:: Source data
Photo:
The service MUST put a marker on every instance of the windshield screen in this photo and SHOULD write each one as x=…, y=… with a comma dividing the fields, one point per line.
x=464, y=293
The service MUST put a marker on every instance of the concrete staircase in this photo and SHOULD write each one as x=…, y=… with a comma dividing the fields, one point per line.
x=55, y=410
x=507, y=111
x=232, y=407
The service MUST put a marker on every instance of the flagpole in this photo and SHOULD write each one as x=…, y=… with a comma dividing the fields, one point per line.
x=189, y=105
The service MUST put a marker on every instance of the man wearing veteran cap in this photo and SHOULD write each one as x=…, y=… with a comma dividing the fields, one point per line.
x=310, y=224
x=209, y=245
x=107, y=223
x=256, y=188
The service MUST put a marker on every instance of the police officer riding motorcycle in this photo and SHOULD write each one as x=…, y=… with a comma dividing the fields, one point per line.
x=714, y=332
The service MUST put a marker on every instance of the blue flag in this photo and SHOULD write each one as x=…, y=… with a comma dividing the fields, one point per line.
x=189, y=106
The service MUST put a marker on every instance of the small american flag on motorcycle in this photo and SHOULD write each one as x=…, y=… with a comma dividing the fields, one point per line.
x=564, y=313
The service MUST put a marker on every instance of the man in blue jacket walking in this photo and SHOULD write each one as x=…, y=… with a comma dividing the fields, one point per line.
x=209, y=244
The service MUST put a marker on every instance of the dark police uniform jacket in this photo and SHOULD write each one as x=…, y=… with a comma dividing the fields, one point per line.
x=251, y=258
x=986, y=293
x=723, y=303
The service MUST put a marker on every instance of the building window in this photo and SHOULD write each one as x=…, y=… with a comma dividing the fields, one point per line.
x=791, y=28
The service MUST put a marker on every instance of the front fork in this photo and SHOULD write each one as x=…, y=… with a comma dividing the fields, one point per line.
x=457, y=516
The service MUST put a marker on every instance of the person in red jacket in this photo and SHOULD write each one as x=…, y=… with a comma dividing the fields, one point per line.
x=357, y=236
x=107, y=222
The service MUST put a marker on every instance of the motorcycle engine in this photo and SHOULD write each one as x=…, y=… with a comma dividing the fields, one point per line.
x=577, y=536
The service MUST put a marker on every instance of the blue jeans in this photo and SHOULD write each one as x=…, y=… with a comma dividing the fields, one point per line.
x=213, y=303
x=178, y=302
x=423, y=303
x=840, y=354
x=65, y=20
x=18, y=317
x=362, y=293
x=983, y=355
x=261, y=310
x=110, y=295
::::
Task brief: From the first line to the last, copy every record exactly.

Response below:
Photo:
The service MUST put a marker on every instance of the windshield screen in this photo and SHOULD write each one as x=…, y=… with a comma dividing the fields, one point per line.
x=464, y=293
The service MUST put a marker on every instance of the concrete staircase in this photo and SHOULD write each one as x=…, y=… with a comma dividing the fields, one point per line.
x=55, y=410
x=507, y=111
x=232, y=407
The service MUST put a marker on every instance of the flagpole in this photo and SHOULD write each one as x=…, y=… with a comma dividing the fields, one point per line.
x=189, y=105
The service MUST put a marker on every instance of the man wearing veteran cap in this photo and SHOULD write each one as x=…, y=… with a comma dividing the fields, one point per line.
x=310, y=224
x=209, y=245
x=107, y=223
x=256, y=188
The service MUST put a marker on every instance of the police officer riding motorcycle in this photo and SHOULD write each one as x=…, y=… with a comma dividing the fields, one point per line.
x=714, y=332
The service MUST put a marker on every instance of the blue flag in this photo and SHOULD write each one as x=…, y=… with a comma dividing the fields, one point per line.
x=189, y=106
The service MUST put a marker on every instance of the small american flag on motorcycle in this photo and SHOULD write each one as x=…, y=… with a comma dividing the fields, one point per line.
x=564, y=313
The service MUST put a marker on every instance of the man in blue jacket walking in this photo and SHOULD write each one as x=…, y=… with a comma dividing the fields, one point per line.
x=209, y=244
The service MUST put a marker on every instance of the dark police uniform jacket in this photo and SHOULD write each one as x=…, y=… with a comma dividing the fields, one point per line.
x=251, y=258
x=986, y=293
x=723, y=303
The service MUST put a marker on every instance of the building window in this photo and SHOULD write each one as x=…, y=… with a comma dividing the fields, one point per line.
x=791, y=28
The service MUST put a marker on every instance of the front fork in this photo and SHOULD write each one as x=…, y=… with a comma dividing the fields, one point per line.
x=457, y=516
The service MUST put a marker on every instance of the person in red jacket in this photo and SHOULD write each one as x=…, y=… with a comma dividing the fields, one point per line.
x=357, y=236
x=107, y=222
The service MUST put a marker on every instance of the motorcycle engine in this photo and SHOULD write each one as x=…, y=… with a comma dividing the fields, one point per line.
x=577, y=536
The service MUST put a marker on every instance of the blue jeans in this photo and SHOULD write each one as x=…, y=… with a comma dividing the fields, one point per line.
x=213, y=303
x=178, y=302
x=423, y=303
x=840, y=354
x=65, y=20
x=18, y=317
x=362, y=293
x=983, y=355
x=261, y=310
x=110, y=295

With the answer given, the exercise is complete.